Write out each line of the material again, word for word.

┄┄┄┄┄┄┄┄┄┄┄┄┄┄┄┄┄┄┄┄

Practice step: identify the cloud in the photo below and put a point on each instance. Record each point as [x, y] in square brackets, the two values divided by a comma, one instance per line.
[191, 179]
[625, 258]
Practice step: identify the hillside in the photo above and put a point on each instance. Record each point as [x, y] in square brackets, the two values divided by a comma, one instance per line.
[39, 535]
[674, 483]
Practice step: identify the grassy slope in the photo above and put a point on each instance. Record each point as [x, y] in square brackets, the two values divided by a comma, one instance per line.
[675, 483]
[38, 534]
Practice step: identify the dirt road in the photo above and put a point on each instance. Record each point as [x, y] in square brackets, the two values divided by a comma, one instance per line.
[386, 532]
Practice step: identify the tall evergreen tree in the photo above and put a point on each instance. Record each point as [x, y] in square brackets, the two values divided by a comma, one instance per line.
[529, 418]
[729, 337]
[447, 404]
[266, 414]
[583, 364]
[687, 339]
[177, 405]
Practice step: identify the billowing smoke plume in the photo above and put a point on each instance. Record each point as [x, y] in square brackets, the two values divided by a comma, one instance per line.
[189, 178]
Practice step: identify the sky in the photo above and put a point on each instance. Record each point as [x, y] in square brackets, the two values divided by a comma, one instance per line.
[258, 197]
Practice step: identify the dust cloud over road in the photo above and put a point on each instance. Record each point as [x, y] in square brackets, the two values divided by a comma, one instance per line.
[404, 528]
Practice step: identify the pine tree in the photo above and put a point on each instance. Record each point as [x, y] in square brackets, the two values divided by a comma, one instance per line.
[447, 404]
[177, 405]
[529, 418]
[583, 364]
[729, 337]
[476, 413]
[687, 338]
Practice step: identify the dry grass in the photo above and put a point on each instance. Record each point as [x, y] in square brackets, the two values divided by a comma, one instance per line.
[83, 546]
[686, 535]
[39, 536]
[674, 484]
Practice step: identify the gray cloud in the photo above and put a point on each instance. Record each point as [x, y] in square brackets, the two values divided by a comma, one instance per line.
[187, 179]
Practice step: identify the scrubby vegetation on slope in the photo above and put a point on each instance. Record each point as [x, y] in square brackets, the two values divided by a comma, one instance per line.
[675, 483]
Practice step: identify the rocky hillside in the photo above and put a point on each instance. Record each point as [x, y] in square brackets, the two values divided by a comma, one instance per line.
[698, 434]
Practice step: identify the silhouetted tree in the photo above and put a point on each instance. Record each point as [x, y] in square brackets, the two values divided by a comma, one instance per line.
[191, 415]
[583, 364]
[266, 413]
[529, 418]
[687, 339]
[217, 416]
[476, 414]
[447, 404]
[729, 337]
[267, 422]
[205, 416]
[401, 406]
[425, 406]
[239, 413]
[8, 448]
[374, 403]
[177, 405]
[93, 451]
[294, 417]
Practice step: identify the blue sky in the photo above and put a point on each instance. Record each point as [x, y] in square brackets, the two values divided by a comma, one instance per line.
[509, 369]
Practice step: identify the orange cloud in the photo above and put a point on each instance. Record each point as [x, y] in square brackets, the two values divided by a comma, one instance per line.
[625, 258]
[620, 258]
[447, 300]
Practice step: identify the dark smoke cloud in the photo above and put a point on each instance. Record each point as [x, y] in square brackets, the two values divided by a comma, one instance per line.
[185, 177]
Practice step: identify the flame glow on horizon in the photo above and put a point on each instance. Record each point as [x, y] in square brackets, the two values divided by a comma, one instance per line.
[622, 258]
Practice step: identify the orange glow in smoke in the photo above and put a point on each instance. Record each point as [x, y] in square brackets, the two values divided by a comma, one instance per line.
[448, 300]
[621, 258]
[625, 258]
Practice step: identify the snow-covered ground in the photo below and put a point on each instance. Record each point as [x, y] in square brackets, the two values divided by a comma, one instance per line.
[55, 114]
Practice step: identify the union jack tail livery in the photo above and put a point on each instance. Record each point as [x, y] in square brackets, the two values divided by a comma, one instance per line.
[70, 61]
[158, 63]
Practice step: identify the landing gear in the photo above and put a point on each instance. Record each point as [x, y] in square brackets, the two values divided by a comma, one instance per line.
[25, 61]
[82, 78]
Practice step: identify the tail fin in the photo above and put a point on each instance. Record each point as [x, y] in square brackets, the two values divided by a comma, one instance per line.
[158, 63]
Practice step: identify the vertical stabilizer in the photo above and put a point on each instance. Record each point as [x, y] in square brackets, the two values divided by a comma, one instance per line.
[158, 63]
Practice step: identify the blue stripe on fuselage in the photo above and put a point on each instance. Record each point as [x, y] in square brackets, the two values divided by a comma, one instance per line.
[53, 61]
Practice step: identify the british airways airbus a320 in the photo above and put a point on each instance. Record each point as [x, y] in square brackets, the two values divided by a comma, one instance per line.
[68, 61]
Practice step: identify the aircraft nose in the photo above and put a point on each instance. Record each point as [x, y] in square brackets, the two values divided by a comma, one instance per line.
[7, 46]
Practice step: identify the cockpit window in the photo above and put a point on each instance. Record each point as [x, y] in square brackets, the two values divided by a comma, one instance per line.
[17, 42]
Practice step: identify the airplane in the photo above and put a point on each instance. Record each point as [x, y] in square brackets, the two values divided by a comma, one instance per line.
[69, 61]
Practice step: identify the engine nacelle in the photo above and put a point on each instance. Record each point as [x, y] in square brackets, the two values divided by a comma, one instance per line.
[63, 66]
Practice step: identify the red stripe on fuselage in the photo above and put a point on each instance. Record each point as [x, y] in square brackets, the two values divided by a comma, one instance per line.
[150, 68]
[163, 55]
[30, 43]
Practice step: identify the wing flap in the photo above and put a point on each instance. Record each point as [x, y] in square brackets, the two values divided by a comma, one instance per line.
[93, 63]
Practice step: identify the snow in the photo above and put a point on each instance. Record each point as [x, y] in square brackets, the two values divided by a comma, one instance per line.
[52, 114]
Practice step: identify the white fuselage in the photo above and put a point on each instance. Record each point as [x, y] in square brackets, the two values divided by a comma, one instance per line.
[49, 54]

┄┄┄┄┄┄┄┄┄┄┄┄┄┄┄┄┄┄┄┄

[Task solution]
Practice step: identify the cloud in the photo below and put a point on each instance. Record each point as [x, y] in square brackets, the two values divided by a comma, one instance per line.
[191, 179]
[625, 258]
Practice step: identify the hillside in the photo above and put a point on each instance. Record each point as [x, y] in square brackets, the two values divided by a comma, one instance per line.
[39, 535]
[674, 483]
Practice step: identify the grassy slope in the photo above and put a point on each instance. Record each point as [x, y] in square brackets, the two values divided by a comma, one instance per line.
[675, 483]
[38, 534]
Practice step: identify the dirt road in the photo above and put a point on each instance. Record each point as [x, y] in square brackets, the two values divided by a comma, one instance per line.
[386, 532]
Practice step: identify the tall evergreen tree in the photo above and put a point on each instance. Record each point as [x, y] in square brackets, the two values divided by a comma, one instance per line.
[529, 418]
[729, 337]
[447, 404]
[266, 414]
[583, 364]
[687, 339]
[177, 405]
Practice step: identify the billowing smoke plume in the photo above and put a point on each instance. Record each point as [x, y] in square brackets, the two values divided by a comma, one instance per line.
[189, 178]
Practice step: identify the sky in the photo above and put a point on each instance. Record each point as [x, y] in square brackets, the two values divided by a comma, one instance per line.
[258, 197]
Practice step: identify the dust cloud over road in the photo above and put a point on each instance. Record each point as [x, y] in square brackets, the two values divided by a comma, one instance per line.
[404, 528]
Practice step: identify the pine tree in the photo above and put a point on each instance. Record each point as [x, y] in square brackets, the two values divided by a comma, one instance per line.
[447, 404]
[177, 405]
[529, 418]
[583, 364]
[729, 337]
[476, 413]
[687, 338]
Practice step: identify the dry grass in the photo above and put a point on each instance. Record each point as [x, y] in square brackets, the two values divided by a comma, one instance per line.
[83, 546]
[686, 535]
[39, 536]
[674, 484]
Practice step: identify the gray cloud in the photo above and put a point on each instance. Record each point as [x, y] in square brackets, the two values divided by a comma, one instance per line.
[187, 179]
Practice step: identify the scrubby vegetation on slope in the photo above and put a point on each instance. Record each point as [x, y] in square brackets, the two values divided by a comma, one instance per line.
[675, 483]
Practice step: identify the rocky hillside in the photo above and put a point on each instance. Record each point as [x, y] in square brackets, the two values divided by a comma, one instance per line.
[698, 434]
Practice step: identify the silhouetted tree in the photo above and put a point on each instance. Record each point as [x, y] in square brackets, the two values divided by a comma, one instance per line.
[191, 415]
[583, 364]
[266, 413]
[529, 418]
[687, 339]
[217, 416]
[476, 414]
[447, 404]
[729, 337]
[267, 422]
[205, 416]
[401, 406]
[425, 406]
[239, 413]
[8, 448]
[374, 403]
[177, 405]
[93, 451]
[294, 417]
Practice step: identify the blue sky in the photo above and put a point on each instance. Record each point as [x, y] in square brackets, the two values divided by a comma, one instance per line.
[509, 369]
Practice step: identify the orange cloud in the photo above and put a point on each instance. Record each point as [x, y] in square brackets, the two values divided by a comma, one instance per line.
[625, 258]
[620, 258]
[447, 300]
Practice step: identify the dark smoke cloud in the photo above and put a point on each instance. Record each point as [x, y] in square brackets, the two values divided by a comma, one instance per line.
[185, 177]
Practice step: identify the flame glow on horizon in the photo above and put a point on each instance. Record each point as [x, y] in square brackets, the two values divided by a comma, one instance per line.
[622, 258]
Practice step: identify the orange glow in smoke in the photo above and put a point on each instance. Record each point as [x, y] in square brackets, the two values divided by a comma, one instance per line.
[448, 300]
[621, 258]
[625, 258]
Practice step: identify the snow-covered ground in the photo below and put a point on each instance. Record each point as [x, y] in square brackets, the two values divided by a comma, one instance per line.
[55, 114]
Practice step: identify the union jack tail livery in the photo above and put a point on each instance. Record each point as [x, y] in square brackets, the two values divided by a comma, one instance per line.
[70, 61]
[158, 63]
Practice step: identify the landing gear in the photo above and put a point on each instance. Record each point as [x, y] in square brackets, the two values divided by a comma, one instance per line.
[25, 61]
[82, 78]
Practice step: identify the tail fin in the photo above and put a point on each instance. Record each point as [x, y] in square brackets, the two values divided by a comma, one instance per line.
[158, 63]
Practice step: identify the vertical stabilizer in the photo above and put a point on each instance. Record each point as [x, y] in square brackets, the two values divided by a comma, one instance per line.
[158, 63]
Practice step: identify the blue stripe on fuselage in the photo above and put a point on each instance. Record each point as [x, y] in square brackets, the two values divided by a comma, one instance per line.
[53, 61]
Practice step: identify the british airways airbus a320 in the photo above and put a point on each instance. Record each point as [x, y] in square brackets, the two values divided by a comma, one instance per line.
[68, 61]
Practice step: identify the aircraft nose in the photo above and put a point on each instance. Record each point as [x, y] in square brackets, the two values divided by a comma, one instance per line.
[7, 46]
Practice step: identify the cockpit window in the photo above and put a point on each instance. Record each point as [x, y] in square brackets, the two values divided by a comma, one instance per line.
[17, 42]
Practice step: identify the airplane in the photo above and put a point on each instance. Record each point as [x, y] in square brackets, the two values divided by a comma, one instance per line.
[69, 61]
Practice step: identify the engine nacelle in the photo above and put a point on each instance. Record each point as [x, y] in square brackets, the two values divided by a comma, one instance per line.
[63, 66]
Practice step: identify the red stripe on fuselage in the photo above and put a point on each instance. Record each point as [x, y] in square brackets, the two values divided by a comma, one instance per line.
[150, 68]
[163, 55]
[30, 43]
Practice step: identify the wing flap in the photo above and put a point on each instance. Record each point as [x, y] in square brackets, the two values divided by a comma, one instance per line.
[93, 63]
Practice step: identify the snow in the photo above and put a point on each instance. Record each point as [x, y] in square brackets, the two values divided by a comma, one instance per line.
[52, 114]
Practice step: identify the white fuselage in the photo above and put a point on each instance. Record each point as [x, y] in square brackets, the two values divided by a comma, one instance per line.
[49, 54]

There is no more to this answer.